Segment Open

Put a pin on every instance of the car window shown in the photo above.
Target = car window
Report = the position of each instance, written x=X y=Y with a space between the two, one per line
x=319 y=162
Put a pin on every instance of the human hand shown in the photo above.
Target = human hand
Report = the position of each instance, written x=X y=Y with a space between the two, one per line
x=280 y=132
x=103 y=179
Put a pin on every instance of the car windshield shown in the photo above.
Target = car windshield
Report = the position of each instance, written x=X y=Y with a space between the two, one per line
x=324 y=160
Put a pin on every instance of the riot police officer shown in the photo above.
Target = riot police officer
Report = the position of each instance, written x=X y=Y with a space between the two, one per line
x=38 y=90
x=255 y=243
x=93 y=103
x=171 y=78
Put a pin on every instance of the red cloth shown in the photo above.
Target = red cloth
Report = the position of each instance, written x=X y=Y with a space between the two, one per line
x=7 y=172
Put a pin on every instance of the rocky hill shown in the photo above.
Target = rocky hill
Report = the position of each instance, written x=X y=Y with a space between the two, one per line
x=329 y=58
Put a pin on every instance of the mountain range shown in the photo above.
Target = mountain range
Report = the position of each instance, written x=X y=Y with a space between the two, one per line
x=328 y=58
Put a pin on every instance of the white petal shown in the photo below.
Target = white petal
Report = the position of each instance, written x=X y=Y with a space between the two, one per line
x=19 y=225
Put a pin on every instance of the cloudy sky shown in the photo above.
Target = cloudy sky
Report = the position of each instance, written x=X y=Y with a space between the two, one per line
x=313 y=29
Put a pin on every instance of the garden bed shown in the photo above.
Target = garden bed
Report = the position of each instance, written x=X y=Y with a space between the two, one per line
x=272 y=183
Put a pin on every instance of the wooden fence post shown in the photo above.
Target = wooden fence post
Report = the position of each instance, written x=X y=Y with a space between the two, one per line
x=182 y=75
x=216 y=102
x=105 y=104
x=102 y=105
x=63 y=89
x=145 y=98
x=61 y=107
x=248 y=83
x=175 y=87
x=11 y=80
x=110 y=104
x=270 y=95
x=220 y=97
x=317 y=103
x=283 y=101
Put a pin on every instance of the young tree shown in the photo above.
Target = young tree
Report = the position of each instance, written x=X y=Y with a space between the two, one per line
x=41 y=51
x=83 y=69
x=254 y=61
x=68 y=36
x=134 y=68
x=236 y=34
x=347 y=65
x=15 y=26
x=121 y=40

Segment Closed

▶ **Work required**: Recopy the entries above exactly, with every line included.

▶ **Exercise answer**:
Put a pin on every instance of the car window shown in the photo above.
Target = car window
Report = the position of each instance, written x=X y=Y with a space between the two, one per line
x=319 y=162
Put a pin on every instance of the human hand shown in the photo above.
Target = human hand
Report = the position of each instance, written x=X y=Y with a space between the two, one per line
x=280 y=132
x=103 y=179
Put a pin on every instance of the car windshield shown in the photo above.
Target = car windshield
Report = the position of each instance, written x=X y=Y with a space between the two, one per line
x=324 y=160
Put a pin on every instance of the riot police officer shown in the photo above.
Target = riot police officer
Report = the position of each instance, written x=X y=Y with a space between the two, one per line
x=38 y=90
x=255 y=243
x=93 y=103
x=171 y=78
Put a pin on every instance of the red cloth shown in the photo above.
Target = red cloth
Report = the position of each instance, written x=X y=Y with a space between the two, one per line
x=7 y=172
Put a pin on every instance of the rocky hill shown in the photo above.
Target = rocky hill
Report = the position of each instance, written x=X y=Y with a space between the two, one per line
x=329 y=58
Put a pin on every instance of the mountain range shown in the photo above.
Target = mountain range
Report = the position of each instance, written x=X y=Y with a space between the two, one per line
x=328 y=58
Put a pin on every instance of the white petal shown in the photo below.
Target = white petal
Report = the position of each instance, written x=X y=Y with a space between the two, one per line
x=19 y=225
Put a pin on every instance of the cloudy sky shown in the photo above.
Target = cloudy sky
Report = the position of each instance, written x=X y=Y with a space between the two, one per line
x=313 y=29
Put a pin on every instance of the garden bed shown in the photo above.
Target = garden bed
Report = the position of each instance, written x=X y=Y with a space between the two, one per line
x=272 y=183
Put a pin on every instance of the wooden fence post shown in the photo above.
Target = wooden fence post
Report = the position of each instance, written x=X y=Y with a space between the two, one per line
x=182 y=75
x=216 y=102
x=105 y=104
x=102 y=105
x=63 y=89
x=145 y=98
x=61 y=107
x=248 y=83
x=175 y=87
x=11 y=80
x=110 y=104
x=270 y=95
x=220 y=97
x=317 y=103
x=283 y=101
Put a pin on every instance of the young tree shown in the photo above.
Target = young tree
Report = the position of each instance, written x=X y=Y with a space between the two, one per line
x=41 y=51
x=83 y=69
x=254 y=61
x=68 y=36
x=134 y=68
x=236 y=34
x=347 y=65
x=15 y=26
x=121 y=40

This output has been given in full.